Data to use -
┌──

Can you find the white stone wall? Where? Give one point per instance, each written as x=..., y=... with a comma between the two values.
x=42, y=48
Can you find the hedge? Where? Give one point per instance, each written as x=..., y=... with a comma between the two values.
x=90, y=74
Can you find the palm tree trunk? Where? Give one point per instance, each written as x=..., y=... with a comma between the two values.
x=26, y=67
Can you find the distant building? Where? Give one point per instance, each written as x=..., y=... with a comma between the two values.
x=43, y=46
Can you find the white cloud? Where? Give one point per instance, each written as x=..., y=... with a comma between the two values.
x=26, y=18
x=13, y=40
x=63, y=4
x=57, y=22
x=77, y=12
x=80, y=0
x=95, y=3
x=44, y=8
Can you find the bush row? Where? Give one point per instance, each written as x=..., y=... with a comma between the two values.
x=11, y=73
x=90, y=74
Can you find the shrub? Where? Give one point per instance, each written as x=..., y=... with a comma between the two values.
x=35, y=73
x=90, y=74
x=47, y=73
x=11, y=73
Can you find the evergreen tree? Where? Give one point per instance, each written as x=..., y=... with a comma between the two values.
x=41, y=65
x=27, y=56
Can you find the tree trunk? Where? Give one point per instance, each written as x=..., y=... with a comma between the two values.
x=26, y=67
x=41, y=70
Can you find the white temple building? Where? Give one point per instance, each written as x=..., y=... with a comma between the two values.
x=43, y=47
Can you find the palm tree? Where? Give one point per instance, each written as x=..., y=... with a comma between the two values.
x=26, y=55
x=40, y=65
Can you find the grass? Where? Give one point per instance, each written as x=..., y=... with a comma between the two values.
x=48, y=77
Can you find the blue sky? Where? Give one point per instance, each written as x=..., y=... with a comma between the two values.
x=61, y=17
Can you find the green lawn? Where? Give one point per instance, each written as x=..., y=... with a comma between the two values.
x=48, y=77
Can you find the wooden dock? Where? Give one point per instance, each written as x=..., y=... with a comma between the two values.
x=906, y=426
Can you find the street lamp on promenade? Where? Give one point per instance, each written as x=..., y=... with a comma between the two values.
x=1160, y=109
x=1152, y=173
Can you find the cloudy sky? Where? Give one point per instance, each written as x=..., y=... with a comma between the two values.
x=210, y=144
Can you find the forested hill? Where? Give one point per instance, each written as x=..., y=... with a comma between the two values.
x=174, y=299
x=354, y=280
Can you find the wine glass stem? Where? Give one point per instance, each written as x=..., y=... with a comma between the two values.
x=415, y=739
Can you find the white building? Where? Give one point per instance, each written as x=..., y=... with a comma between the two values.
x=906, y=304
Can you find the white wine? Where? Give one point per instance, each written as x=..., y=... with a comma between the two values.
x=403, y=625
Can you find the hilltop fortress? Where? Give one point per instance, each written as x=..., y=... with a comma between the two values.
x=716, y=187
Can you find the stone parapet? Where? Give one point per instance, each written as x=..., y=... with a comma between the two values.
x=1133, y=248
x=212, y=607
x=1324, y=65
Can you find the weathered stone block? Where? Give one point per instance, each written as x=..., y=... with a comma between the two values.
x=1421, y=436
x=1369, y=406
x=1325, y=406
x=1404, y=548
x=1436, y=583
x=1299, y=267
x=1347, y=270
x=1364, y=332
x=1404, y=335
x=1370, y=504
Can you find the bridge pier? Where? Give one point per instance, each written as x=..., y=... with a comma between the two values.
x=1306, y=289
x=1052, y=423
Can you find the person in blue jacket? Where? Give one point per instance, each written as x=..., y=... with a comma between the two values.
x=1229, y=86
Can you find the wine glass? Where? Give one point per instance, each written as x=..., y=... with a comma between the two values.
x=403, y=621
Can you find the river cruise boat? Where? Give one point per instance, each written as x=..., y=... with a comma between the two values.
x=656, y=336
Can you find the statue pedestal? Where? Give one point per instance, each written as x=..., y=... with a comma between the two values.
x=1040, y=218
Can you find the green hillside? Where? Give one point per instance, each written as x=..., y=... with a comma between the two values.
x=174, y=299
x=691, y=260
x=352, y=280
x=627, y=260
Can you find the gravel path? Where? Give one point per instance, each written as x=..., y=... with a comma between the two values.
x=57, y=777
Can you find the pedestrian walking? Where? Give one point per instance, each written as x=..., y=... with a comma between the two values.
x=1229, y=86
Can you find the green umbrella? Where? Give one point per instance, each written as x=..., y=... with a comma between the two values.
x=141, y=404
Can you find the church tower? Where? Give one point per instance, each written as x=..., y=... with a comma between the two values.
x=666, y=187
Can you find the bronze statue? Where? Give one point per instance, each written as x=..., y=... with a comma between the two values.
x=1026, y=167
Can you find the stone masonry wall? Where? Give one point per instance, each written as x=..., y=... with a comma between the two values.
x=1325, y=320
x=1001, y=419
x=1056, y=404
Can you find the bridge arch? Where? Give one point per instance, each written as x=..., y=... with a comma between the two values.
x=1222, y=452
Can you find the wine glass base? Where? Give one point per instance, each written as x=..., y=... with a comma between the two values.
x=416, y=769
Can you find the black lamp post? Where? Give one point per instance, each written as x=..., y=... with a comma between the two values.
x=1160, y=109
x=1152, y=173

└──

What the task requires - Nothing but the lines from the one that contains "Can you find the wine glass base?" through the last line of the entries should appear in your reply, each repeated exactly.

Result -
Can you find the wine glass base? Where? Give one point per instance, each written as x=..., y=... with a comma between the two values.
x=416, y=769
Can you find the black lamp post? Where? Give one point per instance, each written as x=..., y=... with a comma between the two values.
x=1160, y=109
x=1152, y=173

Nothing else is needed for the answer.